** JOBS **
(A) In the mailing-list thread, why will Lu Baolu's patch set be replaced with Joerg's proposal?
(B) Carry on the mailing-list thread from the point where it stops.

** DOCUMENT **
◇ ◇ ◇ ◇ ◇

You're right. I see the message too, but it still works for me.

> Next I'll look into the iommu group rework that Baolu mentioned.
> 
> Thanks,
> Daniel
Jon Derrick April 13, 2020, 4:08 p.m. UTC | #7
On Mon, 2020-04-13 at 10:48 +0800, Lu Baolu wrote:
> Hi Daniel,
> 
> On 2020/4/13 10:25, Daniel Drake wrote:
> > On Fri, Apr 10, 2020 at 9:22 AM Lu Baolu <baolu.lu@linux.intel.com> wrote:
> > > This is caused by the fragile private domain implementation. We are in
> > > process of removing it by enhancing the iommu subsystem with per-group
> > > default domain.
> > > 
> > > https://www.spinics.net/lists/iommu/msg42976.html
> > > 
> > > So ultimately VMD subdevices should have their own per-device iommu data
> > > and support per-device dma ops.
> > 
> > Interesting. There's also this patchset you posted:
> > [PATCH 00/19] [PULL REQUEST] iommu/vt-d: patches for v5.7
> > https://lists.linuxfoundation.org/pipermail/iommu/2020-April/042967.html
> > (to be pushed out to 5.8)
> 
> Both are trying to solve a same problem.
> 
> I have sync'ed with Joerg. This patch set will be replaced with Joerg's
> proposal due to a race concern between domain switching and driver
> binding. I will rebase all vt-d patches in this set on top of Joerg's
> change.
> 
> Best regards,
> baolu
> 
Thanks Baolu. I'll pick this back up on top of the for-5.8 changes.

◇ ◇ ◇ ◇ ◇

** PROVIDED INFORMATION **

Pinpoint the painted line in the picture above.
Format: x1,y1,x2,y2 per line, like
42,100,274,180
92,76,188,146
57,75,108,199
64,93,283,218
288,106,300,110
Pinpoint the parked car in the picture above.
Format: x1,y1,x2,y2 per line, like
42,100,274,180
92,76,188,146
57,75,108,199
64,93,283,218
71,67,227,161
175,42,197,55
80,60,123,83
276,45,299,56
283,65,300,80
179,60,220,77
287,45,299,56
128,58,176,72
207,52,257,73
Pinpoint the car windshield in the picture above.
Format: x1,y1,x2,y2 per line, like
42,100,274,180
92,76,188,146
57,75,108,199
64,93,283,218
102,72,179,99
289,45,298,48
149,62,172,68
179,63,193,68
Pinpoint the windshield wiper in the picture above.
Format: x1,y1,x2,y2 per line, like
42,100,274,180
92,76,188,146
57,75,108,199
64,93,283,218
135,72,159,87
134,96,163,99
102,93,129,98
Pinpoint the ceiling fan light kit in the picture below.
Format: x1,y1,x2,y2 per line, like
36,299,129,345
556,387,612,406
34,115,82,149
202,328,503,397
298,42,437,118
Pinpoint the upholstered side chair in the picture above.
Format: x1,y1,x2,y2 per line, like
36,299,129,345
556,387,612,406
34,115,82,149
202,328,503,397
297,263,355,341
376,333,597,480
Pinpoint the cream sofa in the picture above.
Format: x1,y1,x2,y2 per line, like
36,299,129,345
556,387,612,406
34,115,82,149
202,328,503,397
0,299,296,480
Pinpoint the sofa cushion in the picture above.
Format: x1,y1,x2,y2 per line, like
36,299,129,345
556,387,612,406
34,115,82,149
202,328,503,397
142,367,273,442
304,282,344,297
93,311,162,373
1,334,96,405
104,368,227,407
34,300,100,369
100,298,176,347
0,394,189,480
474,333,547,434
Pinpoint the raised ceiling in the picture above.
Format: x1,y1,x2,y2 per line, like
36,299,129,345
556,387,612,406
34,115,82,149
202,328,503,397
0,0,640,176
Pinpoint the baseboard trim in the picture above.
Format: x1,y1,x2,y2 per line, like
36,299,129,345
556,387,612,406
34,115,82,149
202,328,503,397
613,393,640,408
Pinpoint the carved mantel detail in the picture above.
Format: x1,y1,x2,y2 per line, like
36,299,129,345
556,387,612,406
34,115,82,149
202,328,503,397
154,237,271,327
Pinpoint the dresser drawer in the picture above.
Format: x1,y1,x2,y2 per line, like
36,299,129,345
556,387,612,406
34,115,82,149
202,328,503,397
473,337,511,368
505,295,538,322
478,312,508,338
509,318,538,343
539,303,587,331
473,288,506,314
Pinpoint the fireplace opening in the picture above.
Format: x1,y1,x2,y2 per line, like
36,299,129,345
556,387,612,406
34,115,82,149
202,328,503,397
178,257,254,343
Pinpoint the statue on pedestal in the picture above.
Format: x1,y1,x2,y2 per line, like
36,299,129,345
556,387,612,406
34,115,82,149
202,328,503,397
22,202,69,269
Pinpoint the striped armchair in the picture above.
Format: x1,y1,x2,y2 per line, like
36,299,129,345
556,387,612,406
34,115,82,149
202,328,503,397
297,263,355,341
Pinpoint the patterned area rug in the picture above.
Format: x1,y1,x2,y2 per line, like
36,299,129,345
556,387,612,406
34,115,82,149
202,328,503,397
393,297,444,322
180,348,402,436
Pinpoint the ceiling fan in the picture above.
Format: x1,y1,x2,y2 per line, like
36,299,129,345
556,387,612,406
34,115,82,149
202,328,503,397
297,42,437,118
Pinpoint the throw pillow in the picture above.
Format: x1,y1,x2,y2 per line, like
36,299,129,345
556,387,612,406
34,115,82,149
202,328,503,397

◇ ◇ ◇ ◇ ◇

** OUTPUTS BY TASK **
(A) Because of a race concern between domain switching and driver binding.

(B)
> > In there you have:
> > > iommu/vt-d: Don't force 32bit devices to uses DMA domain
> > which seems to clash with the approach being explored in this thread.
> > 
> > And:
> > > iommu/vt-d: Apply per-device dma_ops
> > This effectively solves the trip point that caused me to open these
> > discussions, where intel_map_page() -> iommu_need_mapping() would
> > incorrectly determine that a intel-iommu DMA mapping was needed for a
> > PCI subdevice running in identity mode. After this patch, a PCI
> > subdevice in identity mode uses the default system dma_ops and
> > completely avoids intel-iommu.
> > 
> > So that solves the issues I was looking at. Jon, you might want to
> > check if the problems you see are likewise solved for you by these
> > patches.
> > 
> > I didn't try Joerg's iommu group rework yet as it conflicts with those
> > patches above.
> > 
> > Daniel
> >
Joerg Roedel April 18, 2020, 12:13 p.m. UTC | #8
On Mon, Apr 13, 2020 at 10:48:55AM +0800, Lu Baolu wrote:
> I have sync'ed with Joerg. This patch set will be replaced with Joerg's
> proposal due to a race concern between domain switching and driver
> binding. I will rebase all vt-d patches in this set on top of Joerg's
> change.

Okay, but is this patch relevant for v5.7? The other changes we are
working on will not land before v5.8.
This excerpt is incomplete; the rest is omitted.